What you will do: Would you copy only the lines below, beginning with the one that contains "door handle in the photo above." and running through the last entry line?

Stored records:
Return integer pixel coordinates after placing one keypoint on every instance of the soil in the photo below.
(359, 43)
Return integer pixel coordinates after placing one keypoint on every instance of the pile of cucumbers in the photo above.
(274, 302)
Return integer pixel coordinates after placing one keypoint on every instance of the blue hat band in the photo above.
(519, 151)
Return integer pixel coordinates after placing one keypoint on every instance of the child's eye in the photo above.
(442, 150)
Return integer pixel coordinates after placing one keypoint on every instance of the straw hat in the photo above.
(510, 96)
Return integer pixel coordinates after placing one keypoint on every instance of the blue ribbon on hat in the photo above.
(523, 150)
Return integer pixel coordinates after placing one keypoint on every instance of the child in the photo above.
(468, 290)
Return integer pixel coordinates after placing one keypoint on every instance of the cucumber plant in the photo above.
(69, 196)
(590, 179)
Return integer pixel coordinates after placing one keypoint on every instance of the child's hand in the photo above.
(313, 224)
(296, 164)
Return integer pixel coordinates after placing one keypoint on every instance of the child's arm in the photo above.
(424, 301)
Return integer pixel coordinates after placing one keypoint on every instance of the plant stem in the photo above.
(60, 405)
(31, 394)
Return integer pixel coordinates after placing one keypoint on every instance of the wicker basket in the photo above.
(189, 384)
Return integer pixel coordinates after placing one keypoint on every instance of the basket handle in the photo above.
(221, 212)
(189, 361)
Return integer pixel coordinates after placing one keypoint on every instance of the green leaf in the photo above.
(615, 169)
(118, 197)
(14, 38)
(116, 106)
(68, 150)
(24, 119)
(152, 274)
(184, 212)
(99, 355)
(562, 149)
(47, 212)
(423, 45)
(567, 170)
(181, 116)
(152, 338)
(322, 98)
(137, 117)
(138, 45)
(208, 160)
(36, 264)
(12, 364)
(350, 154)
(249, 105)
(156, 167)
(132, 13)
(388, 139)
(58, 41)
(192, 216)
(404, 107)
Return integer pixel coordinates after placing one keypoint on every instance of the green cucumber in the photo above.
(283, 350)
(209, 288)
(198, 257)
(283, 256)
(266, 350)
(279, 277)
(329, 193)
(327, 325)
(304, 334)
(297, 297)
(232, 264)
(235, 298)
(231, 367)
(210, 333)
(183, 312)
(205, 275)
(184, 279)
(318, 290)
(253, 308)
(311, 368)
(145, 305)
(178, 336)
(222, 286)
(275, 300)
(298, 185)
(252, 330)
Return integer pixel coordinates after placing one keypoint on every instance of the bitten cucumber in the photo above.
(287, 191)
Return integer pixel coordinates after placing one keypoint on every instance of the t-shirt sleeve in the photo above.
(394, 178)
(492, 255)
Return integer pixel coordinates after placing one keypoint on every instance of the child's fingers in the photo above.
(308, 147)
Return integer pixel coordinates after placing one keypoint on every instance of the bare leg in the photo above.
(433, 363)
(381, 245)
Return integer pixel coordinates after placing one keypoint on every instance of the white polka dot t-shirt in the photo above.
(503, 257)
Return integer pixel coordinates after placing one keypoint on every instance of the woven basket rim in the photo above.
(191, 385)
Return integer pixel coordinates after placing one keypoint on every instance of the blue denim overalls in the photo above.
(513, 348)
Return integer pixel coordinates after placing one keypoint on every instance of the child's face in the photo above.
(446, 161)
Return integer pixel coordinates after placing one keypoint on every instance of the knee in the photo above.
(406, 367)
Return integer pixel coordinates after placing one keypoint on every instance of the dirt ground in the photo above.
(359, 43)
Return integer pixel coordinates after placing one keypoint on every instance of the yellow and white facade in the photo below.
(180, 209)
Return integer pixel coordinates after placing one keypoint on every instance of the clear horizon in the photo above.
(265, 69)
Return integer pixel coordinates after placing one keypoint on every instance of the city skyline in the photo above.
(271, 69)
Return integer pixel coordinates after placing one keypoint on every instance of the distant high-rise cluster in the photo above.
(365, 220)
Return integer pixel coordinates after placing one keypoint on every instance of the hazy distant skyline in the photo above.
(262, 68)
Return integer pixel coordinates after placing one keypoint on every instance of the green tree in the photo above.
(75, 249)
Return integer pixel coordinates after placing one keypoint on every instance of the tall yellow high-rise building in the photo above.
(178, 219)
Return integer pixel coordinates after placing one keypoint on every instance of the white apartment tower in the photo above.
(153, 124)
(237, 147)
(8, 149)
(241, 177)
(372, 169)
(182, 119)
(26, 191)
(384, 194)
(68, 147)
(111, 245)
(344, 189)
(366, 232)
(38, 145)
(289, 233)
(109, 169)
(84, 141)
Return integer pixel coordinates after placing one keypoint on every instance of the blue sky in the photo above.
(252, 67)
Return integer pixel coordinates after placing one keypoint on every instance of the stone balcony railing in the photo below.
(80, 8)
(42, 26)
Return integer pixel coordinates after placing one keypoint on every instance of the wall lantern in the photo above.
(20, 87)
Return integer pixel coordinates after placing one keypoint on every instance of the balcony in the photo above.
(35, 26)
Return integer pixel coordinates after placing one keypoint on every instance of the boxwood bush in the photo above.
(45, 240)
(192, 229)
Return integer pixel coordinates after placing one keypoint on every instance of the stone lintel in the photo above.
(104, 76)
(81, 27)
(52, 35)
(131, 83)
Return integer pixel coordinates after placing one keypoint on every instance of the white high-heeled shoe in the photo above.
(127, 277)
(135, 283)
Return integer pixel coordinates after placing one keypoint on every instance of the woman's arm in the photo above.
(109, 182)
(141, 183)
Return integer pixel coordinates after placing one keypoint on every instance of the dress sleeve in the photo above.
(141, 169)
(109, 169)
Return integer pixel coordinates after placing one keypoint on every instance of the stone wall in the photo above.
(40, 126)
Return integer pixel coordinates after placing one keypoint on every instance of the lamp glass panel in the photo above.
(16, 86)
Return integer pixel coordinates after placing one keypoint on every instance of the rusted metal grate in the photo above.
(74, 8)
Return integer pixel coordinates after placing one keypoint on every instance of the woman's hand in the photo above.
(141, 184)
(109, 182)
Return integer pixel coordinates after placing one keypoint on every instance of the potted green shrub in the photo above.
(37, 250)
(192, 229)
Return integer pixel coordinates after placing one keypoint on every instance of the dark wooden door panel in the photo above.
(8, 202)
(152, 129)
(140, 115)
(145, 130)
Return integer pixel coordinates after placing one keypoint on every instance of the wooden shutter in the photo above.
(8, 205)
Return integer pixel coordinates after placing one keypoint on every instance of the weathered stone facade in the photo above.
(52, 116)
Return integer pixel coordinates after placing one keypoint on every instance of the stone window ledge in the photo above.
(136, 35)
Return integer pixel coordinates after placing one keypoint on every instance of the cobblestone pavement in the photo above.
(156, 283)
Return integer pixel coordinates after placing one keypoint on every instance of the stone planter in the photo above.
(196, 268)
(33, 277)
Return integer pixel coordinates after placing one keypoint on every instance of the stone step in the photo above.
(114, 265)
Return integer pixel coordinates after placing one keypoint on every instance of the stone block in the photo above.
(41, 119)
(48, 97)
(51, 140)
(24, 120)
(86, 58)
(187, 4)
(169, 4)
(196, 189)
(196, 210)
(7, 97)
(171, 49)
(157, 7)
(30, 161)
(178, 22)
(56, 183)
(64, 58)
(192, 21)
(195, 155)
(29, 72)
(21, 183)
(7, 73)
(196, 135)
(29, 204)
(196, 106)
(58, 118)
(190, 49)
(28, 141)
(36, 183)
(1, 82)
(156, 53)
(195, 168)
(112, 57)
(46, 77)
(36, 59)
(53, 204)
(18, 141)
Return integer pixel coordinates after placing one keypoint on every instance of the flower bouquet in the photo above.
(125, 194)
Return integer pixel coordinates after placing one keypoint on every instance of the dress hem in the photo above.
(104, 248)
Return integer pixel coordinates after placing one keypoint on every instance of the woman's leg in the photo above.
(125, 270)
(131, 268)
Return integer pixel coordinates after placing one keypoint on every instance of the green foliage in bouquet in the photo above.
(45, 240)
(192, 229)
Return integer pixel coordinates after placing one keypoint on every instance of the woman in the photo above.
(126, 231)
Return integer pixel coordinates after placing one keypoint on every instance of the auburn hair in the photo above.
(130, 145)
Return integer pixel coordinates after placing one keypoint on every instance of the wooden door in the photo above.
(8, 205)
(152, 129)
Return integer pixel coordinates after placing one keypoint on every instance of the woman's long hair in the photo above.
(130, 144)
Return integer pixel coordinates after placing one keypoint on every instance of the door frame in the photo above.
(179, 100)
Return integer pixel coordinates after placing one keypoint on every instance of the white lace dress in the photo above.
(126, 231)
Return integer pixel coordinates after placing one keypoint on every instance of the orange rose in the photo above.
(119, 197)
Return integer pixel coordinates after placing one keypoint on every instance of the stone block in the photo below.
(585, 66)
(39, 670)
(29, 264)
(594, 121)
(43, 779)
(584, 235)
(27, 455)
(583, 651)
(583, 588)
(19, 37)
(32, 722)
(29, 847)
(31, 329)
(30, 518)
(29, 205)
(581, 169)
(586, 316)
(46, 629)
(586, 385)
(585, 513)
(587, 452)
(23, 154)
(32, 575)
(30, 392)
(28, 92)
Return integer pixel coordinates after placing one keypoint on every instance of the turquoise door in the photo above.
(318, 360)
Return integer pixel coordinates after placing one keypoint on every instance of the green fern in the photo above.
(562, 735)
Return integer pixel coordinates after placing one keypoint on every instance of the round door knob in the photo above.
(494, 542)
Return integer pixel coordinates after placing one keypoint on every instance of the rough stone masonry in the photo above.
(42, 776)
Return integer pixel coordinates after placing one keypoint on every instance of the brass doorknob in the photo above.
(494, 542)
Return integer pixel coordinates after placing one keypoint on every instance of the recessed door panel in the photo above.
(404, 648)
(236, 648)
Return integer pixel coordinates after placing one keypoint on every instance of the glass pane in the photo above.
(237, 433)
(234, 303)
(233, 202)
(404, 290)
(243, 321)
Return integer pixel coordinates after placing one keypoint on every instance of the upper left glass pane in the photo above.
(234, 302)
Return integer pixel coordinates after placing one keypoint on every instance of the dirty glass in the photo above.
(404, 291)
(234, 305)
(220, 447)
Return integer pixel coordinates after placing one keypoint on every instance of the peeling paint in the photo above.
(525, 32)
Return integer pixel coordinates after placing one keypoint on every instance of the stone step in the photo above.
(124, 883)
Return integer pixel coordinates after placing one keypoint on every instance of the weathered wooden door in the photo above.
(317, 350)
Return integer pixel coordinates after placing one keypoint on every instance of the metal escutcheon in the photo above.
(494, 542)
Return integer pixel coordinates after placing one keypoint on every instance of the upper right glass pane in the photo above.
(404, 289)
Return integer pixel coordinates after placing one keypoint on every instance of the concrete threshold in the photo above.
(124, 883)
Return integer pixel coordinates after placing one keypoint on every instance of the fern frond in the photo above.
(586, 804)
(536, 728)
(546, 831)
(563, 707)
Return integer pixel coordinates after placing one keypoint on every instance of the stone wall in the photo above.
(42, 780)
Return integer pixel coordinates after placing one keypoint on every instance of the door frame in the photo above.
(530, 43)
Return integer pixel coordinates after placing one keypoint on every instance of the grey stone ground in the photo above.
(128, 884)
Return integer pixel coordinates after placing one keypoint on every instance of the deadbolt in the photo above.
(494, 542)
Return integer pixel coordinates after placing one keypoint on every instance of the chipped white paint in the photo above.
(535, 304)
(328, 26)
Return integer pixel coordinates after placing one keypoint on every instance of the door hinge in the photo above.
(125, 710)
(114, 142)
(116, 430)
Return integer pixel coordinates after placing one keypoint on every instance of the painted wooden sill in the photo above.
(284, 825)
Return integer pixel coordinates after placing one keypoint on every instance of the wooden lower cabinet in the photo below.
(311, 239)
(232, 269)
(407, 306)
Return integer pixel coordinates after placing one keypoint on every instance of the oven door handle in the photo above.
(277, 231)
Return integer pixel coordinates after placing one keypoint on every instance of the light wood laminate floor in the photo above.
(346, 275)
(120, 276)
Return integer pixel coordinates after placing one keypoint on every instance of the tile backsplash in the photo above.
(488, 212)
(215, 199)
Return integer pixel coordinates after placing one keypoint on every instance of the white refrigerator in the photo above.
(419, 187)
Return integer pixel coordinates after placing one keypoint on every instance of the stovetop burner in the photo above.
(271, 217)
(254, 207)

Expected output:
Return integer pixel coordinates after placing one keypoint on every instance of the oven door handle in the photo above.
(277, 231)
Return integer pixel coordinates after placing one keypoint on every instance of the light wood laminate floor in the photo above.
(346, 275)
(120, 276)
Return integer pixel coordinates after placing one keypoint on every instance of the tile backsplash in the photo above.
(488, 212)
(215, 199)
Return integer pixel coordinates after placing one keypoint on every instance of the white refrigerator in the photo above.
(419, 187)
Return integer pixel coordinates after placing one keypoint on every instance of the stovetop burner in the photo above.
(271, 217)
(254, 207)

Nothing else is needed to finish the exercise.